## [Goal]
Rewrite the records below, starting at the line that contains "For the evaluation set, tag each instance of the white brick" and continuing through the end of the records. Keep every line, and raise each coordinate in the answers by 36. Leave the pictures out.
+++ Recorded information +++
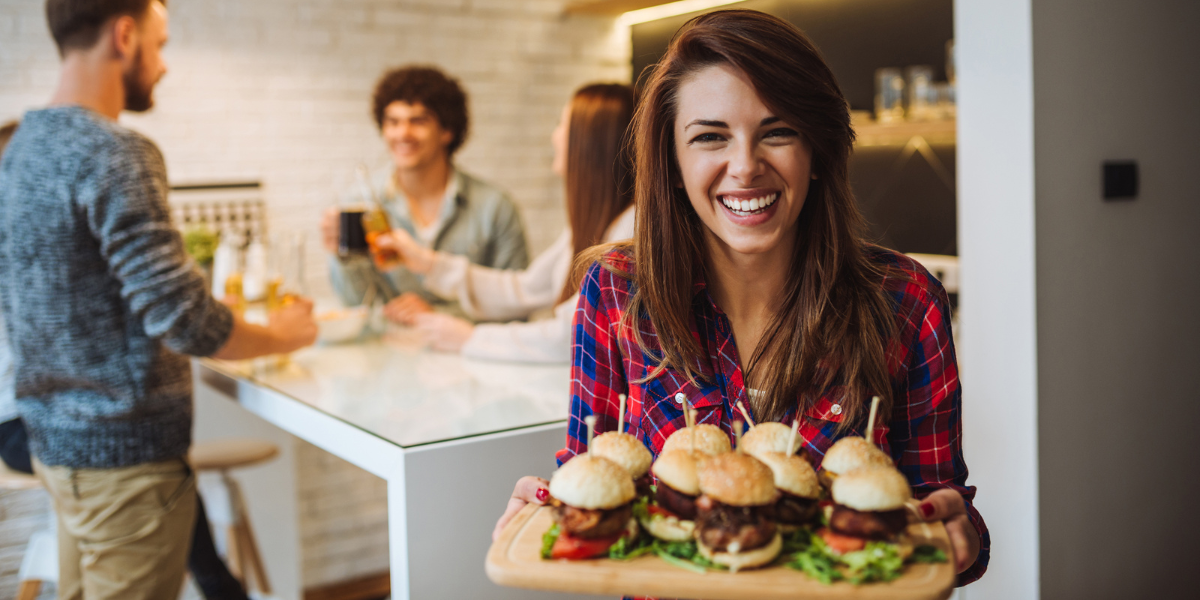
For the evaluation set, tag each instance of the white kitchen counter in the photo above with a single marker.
(449, 435)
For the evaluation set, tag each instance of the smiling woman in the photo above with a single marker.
(749, 280)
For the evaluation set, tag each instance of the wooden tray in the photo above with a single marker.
(515, 561)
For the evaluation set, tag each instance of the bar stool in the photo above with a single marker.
(40, 563)
(240, 546)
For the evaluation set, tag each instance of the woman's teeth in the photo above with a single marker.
(749, 207)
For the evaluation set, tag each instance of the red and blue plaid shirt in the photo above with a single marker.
(924, 435)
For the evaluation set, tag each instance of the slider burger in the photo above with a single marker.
(869, 504)
(592, 505)
(629, 453)
(672, 515)
(732, 523)
(849, 454)
(799, 492)
(769, 437)
(709, 439)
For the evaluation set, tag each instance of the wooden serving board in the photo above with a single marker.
(515, 561)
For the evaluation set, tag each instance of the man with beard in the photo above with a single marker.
(102, 306)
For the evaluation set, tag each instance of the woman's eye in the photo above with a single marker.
(706, 137)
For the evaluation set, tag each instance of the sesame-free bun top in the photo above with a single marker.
(793, 474)
(679, 469)
(622, 449)
(871, 489)
(769, 437)
(851, 453)
(737, 479)
(709, 439)
(592, 483)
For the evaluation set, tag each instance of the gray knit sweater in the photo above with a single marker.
(100, 299)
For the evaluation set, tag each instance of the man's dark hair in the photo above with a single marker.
(76, 24)
(433, 89)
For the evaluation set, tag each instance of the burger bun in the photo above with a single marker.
(738, 480)
(871, 489)
(769, 437)
(851, 453)
(792, 474)
(679, 469)
(622, 449)
(592, 483)
(709, 439)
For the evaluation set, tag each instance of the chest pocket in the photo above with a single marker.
(664, 413)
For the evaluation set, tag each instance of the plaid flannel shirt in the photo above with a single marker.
(924, 435)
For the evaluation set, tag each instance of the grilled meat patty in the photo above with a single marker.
(792, 509)
(718, 526)
(676, 502)
(875, 526)
(593, 523)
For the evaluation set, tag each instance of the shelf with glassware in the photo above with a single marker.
(871, 132)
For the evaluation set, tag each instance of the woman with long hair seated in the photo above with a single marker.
(589, 156)
(750, 280)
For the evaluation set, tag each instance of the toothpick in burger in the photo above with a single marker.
(732, 525)
(869, 505)
(592, 508)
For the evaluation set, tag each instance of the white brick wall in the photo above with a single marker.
(279, 91)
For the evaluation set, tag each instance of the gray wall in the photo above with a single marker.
(1119, 333)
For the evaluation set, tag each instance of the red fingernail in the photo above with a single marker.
(927, 509)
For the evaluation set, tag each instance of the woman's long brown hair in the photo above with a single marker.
(599, 173)
(833, 323)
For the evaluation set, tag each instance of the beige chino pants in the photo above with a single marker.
(123, 533)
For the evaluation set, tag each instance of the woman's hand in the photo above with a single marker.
(443, 331)
(528, 490)
(406, 307)
(947, 505)
(417, 258)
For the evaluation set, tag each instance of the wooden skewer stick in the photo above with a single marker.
(592, 429)
(745, 413)
(870, 420)
(689, 419)
(621, 414)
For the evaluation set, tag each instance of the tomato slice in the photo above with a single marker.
(839, 543)
(653, 509)
(575, 549)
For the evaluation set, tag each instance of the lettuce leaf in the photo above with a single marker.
(549, 539)
(876, 562)
(628, 549)
(811, 556)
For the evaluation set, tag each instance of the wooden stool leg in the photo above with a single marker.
(249, 558)
(256, 559)
(233, 553)
(29, 589)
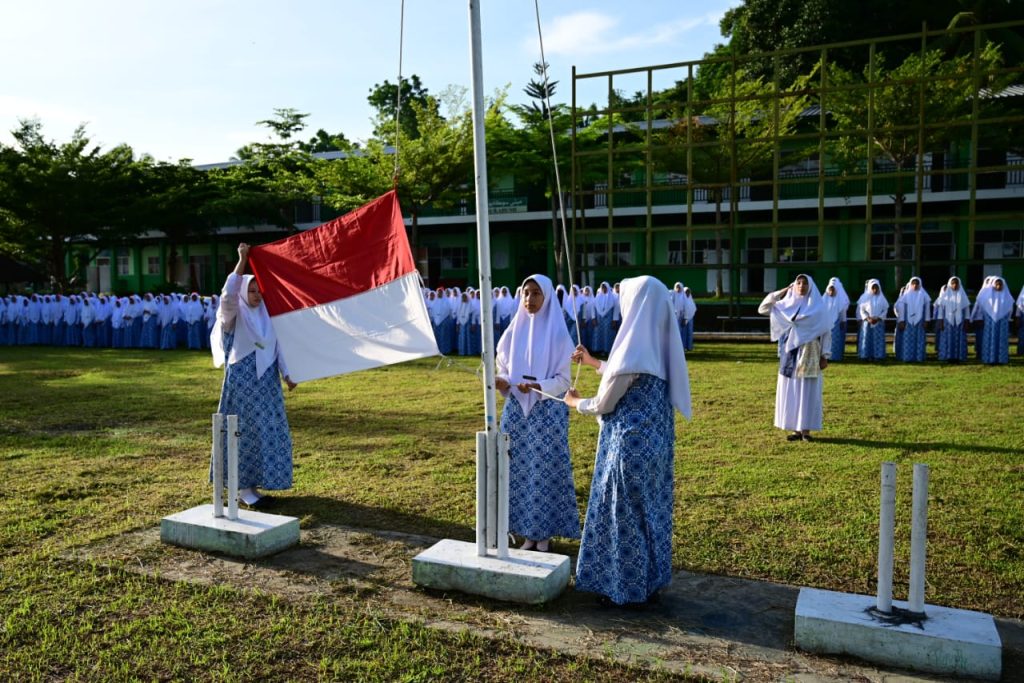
+++
## [Task result]
For the evaluation set, tag each instance of the white brick wall in the photo above with a single marker.
(315, 127)
For the evaluation set, tag each instance of the gray wall in the photo above with a single marker.
(1155, 369)
For the evaluation set, tag each instance of the red fingernail in the photo above with a single marker.
(963, 545)
For the evaluation set, tag each instance of the woman's long brown hair in the photo above with a single marker.
(635, 209)
(869, 359)
For the evaluation set, tag each instance of the beige chino pants in the photo above with a single marker.
(159, 569)
For the evaluation set, tag each instance of the woman's hand in the photo above with a single marker.
(479, 367)
(564, 526)
(442, 343)
(983, 541)
(453, 294)
For the evaluation set, tag each instance of the wooden skewer stick in the photo above with a single marker.
(628, 465)
(781, 449)
(906, 456)
(725, 455)
(657, 450)
For the evaluation set, tag each instance of the tomato slice in the photo above with a single marker.
(875, 579)
(689, 545)
(611, 585)
For the evaluation set, tag each instance of the lettuce leaf in the photo above with a single marker.
(585, 575)
(912, 598)
(664, 585)
(847, 592)
For the evaluation set, tag each instance of the wooden stool leg in the photo above with a single marker.
(285, 594)
(292, 595)
(269, 589)
(65, 625)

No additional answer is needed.